DIRECTIONS:
With nothing added and nothing dropped, copy the entire listing.

ENTRIES PROVIDED:
.....
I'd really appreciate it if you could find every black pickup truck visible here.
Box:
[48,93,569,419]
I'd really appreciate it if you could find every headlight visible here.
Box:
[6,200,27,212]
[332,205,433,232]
.....
REPLY TO THE EXERCISE:
I'd really appreciate it if you could find every black pickup truck visible here.
Box:
[48,93,569,419]
I'd really appreciate it if you could find every headlight visible here.
Box:
[6,200,27,212]
[332,205,433,232]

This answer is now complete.